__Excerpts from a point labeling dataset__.
####################

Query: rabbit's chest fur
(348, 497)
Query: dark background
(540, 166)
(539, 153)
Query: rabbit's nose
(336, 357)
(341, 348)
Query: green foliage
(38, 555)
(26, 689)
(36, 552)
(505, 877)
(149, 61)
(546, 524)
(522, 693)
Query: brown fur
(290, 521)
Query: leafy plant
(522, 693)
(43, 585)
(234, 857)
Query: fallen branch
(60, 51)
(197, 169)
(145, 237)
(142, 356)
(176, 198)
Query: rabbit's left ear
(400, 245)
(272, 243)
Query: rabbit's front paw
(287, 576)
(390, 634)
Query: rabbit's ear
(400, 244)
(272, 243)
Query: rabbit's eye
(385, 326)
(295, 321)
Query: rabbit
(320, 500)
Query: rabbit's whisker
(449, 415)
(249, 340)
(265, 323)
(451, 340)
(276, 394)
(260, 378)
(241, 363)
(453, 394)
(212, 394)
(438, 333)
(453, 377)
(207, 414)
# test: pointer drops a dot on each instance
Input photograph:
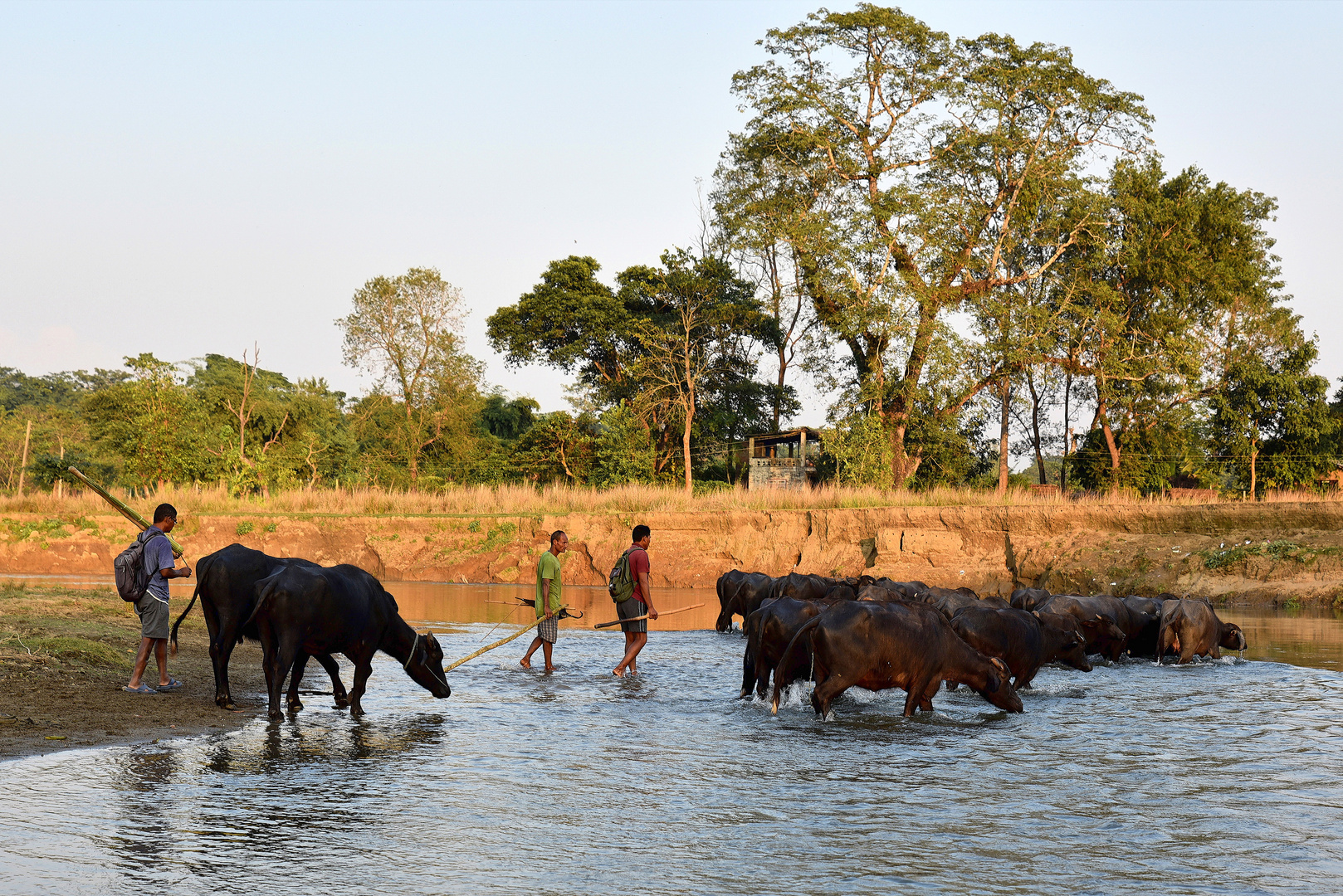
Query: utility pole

####################

__Objective__.
Write out the entire listing above line for line, without any pictures.

__Task answer__.
Query: rabbit's chest fur
(348, 497)
Query: dark background
(540, 166)
(539, 153)
Query: rabbit's nose
(336, 357)
(341, 348)
Query: green foliage
(38, 555)
(26, 689)
(36, 552)
(505, 877)
(149, 61)
(546, 524)
(522, 693)
Query: brown fur
(290, 521)
Query: leafy plant
(522, 693)
(43, 585)
(234, 857)
Query: fallen branch
(60, 51)
(197, 169)
(145, 237)
(142, 356)
(176, 198)
Query: rabbit's left ear
(400, 245)
(272, 243)
Query: rabbit's front paw
(287, 576)
(390, 634)
Query: rabbit's ear
(400, 244)
(272, 243)
Query: rabbit's eye
(385, 326)
(295, 321)
Query: rabbit
(320, 500)
Query: rabbit's whisker
(449, 415)
(249, 340)
(265, 323)
(451, 340)
(276, 394)
(260, 378)
(241, 363)
(453, 394)
(212, 394)
(438, 333)
(453, 377)
(207, 414)
# test: pointer drops a dot on each instance
Input photograph:
Query: utility pole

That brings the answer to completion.